● Requirements:
What is needed is the run of lines from the one with "Could you please pick out the white trim" through the close of the data, set down exactly.

● Excerpted records:
= = = =

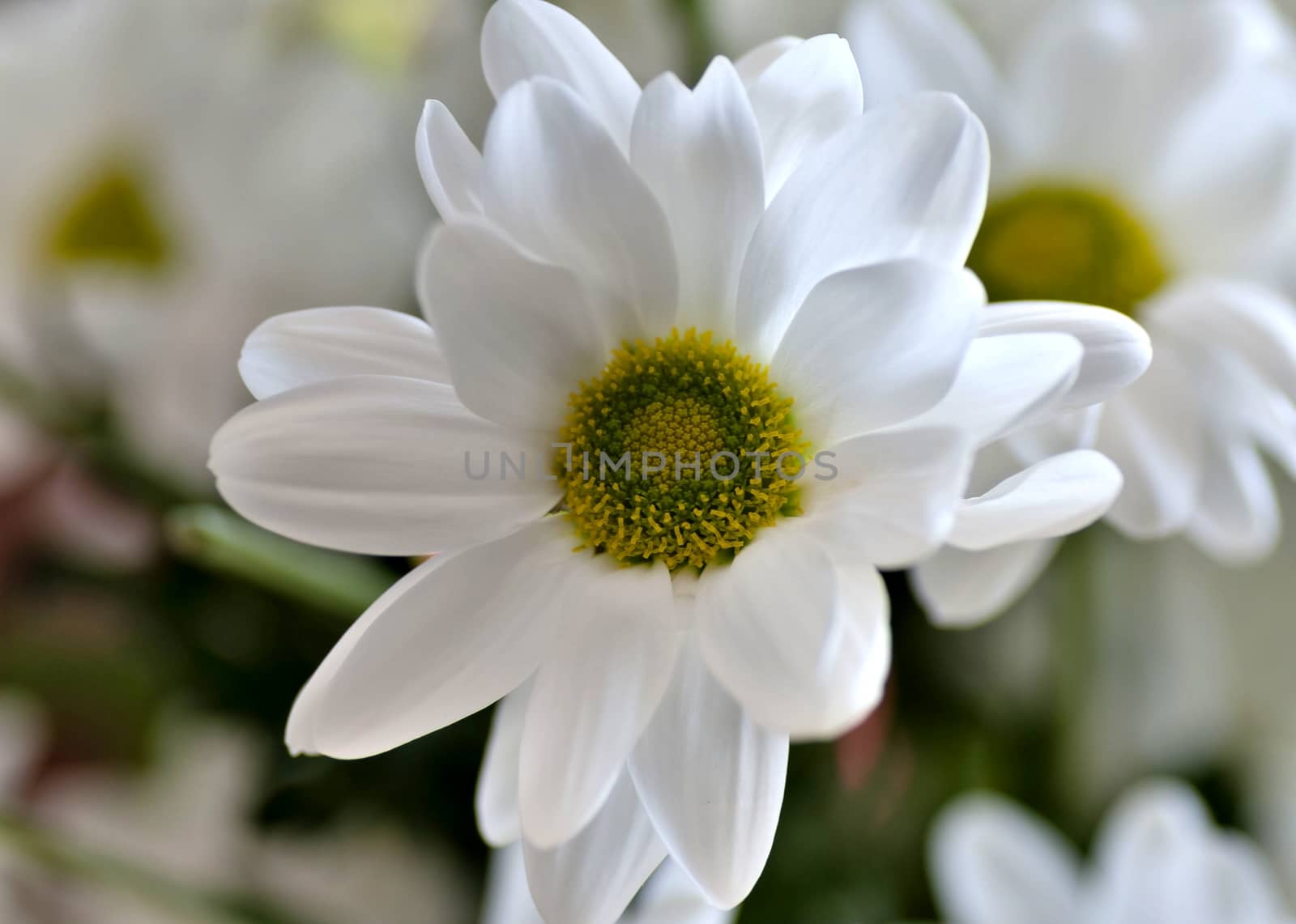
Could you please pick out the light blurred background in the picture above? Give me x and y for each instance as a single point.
(175, 172)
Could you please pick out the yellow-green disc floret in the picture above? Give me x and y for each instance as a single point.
(678, 453)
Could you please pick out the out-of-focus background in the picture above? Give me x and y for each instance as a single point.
(175, 172)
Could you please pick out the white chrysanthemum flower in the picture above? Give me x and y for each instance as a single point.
(1144, 161)
(164, 198)
(1159, 857)
(671, 897)
(717, 279)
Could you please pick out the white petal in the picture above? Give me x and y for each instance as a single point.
(712, 781)
(1153, 433)
(594, 697)
(901, 181)
(1006, 382)
(318, 345)
(450, 164)
(454, 637)
(518, 336)
(758, 60)
(965, 589)
(498, 783)
(1116, 349)
(700, 153)
(524, 39)
(1050, 499)
(892, 496)
(1250, 321)
(876, 347)
(561, 187)
(1238, 518)
(910, 45)
(801, 99)
(993, 863)
(593, 878)
(801, 641)
(379, 466)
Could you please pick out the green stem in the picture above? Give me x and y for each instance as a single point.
(224, 543)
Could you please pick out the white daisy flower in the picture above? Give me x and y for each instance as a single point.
(164, 198)
(669, 897)
(1142, 161)
(752, 270)
(1159, 857)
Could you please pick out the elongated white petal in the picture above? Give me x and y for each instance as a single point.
(1116, 349)
(594, 697)
(965, 589)
(892, 496)
(901, 181)
(909, 45)
(318, 345)
(801, 99)
(379, 466)
(559, 185)
(593, 878)
(876, 347)
(524, 39)
(993, 863)
(1238, 518)
(801, 641)
(1155, 434)
(498, 783)
(449, 162)
(700, 153)
(712, 781)
(453, 638)
(518, 334)
(1053, 498)
(1008, 382)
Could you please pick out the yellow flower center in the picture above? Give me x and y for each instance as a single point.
(1067, 244)
(680, 451)
(108, 219)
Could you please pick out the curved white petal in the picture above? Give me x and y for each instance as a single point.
(962, 590)
(594, 697)
(801, 641)
(892, 496)
(712, 781)
(449, 162)
(379, 466)
(876, 347)
(700, 153)
(518, 336)
(801, 99)
(557, 185)
(498, 783)
(1050, 499)
(454, 637)
(1155, 434)
(593, 878)
(901, 181)
(318, 345)
(1116, 349)
(1006, 382)
(524, 39)
(993, 863)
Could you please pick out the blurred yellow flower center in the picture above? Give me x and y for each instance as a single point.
(108, 219)
(678, 453)
(1067, 244)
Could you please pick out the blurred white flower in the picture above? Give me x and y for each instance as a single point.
(669, 897)
(1142, 161)
(181, 174)
(626, 272)
(1159, 857)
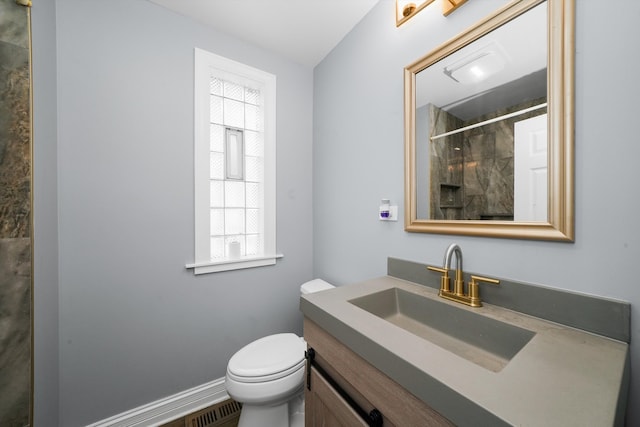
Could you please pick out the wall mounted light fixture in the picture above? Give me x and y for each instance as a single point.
(406, 9)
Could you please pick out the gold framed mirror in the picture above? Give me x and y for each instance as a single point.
(509, 78)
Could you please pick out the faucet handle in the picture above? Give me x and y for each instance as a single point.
(473, 288)
(445, 283)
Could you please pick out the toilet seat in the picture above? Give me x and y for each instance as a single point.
(268, 359)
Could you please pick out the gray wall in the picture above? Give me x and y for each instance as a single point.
(134, 324)
(45, 215)
(358, 159)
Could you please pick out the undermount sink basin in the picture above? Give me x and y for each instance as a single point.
(482, 340)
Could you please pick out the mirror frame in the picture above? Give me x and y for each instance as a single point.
(560, 129)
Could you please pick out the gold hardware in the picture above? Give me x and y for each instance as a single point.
(445, 282)
(472, 298)
(448, 6)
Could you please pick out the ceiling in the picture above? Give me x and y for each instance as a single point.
(304, 31)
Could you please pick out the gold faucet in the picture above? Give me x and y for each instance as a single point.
(472, 298)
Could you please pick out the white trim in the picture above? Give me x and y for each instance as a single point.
(232, 264)
(170, 408)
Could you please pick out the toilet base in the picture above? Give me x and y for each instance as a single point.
(289, 413)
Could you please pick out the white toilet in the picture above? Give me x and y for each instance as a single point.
(267, 376)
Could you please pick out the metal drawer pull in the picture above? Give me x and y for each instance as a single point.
(373, 418)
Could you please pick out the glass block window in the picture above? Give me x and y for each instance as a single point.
(236, 172)
(234, 165)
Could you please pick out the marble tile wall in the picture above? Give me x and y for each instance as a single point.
(15, 212)
(472, 172)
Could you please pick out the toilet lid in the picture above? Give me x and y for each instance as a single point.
(268, 358)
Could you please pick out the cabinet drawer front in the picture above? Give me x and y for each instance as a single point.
(326, 408)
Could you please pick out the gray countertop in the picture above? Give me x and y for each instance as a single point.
(562, 377)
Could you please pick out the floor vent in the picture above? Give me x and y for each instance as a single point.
(223, 414)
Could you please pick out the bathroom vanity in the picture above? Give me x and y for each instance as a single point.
(394, 345)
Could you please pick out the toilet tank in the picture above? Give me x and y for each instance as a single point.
(315, 285)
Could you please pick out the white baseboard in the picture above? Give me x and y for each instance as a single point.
(170, 408)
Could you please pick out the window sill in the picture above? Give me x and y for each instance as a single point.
(233, 264)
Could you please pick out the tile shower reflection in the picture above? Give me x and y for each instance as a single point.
(15, 211)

= = = =

● Response to the exercise:
Could you please pick out the white trim in the picture above? Give me x and y for each instance as a single point.
(232, 264)
(170, 408)
Could you please pick out the toilet base in the picture above? Give me x and y for each instance as a single point.
(289, 413)
Could you please pick out the white toilet in the picture above? Give me x and y for each instance as a single point.
(267, 376)
Could you please pick out the metal drawer pull in the picture above? Give me x and y for each instance as a single point.
(373, 418)
Could you please pick out the glass block window in the picture above? Give me x and y for each instance as a single point.
(236, 172)
(234, 165)
Could you please pick out the marble tile wall in the picture above? Give me x and y for each instance as a single point.
(15, 212)
(472, 172)
Could you please pick out the toilet lid in the picture above? Give me x and y for each instance as a single point.
(268, 358)
Could you please pick out the cabinet drawer front in the picture above? Give me x and y for each instance as a single point.
(326, 408)
Could you please pick out the gray countertop in the picture above? Give me x and y for each instance as a single point.
(562, 377)
Could you please pick out the floor vent in the picture above? Give me x and y for each instance as a single point.
(223, 414)
Could you please pick out the bathroom vanity in the picture above? Give me x and y for each instance as a single point.
(394, 345)
Could you please pick out the toilet tank in the picture above? Give me x and y for each instance as a single point.
(315, 285)
Could you please pick out the white baseboard in the picture above? Give me x and y for each instance as a single point.
(170, 408)
Could you please pick out the window sill in the picture above? Give me x and y for each instance as a single point.
(233, 264)
Could you please pick out the tile shower reflection in the picture above? Give me x and y for each instance as a single point.
(15, 211)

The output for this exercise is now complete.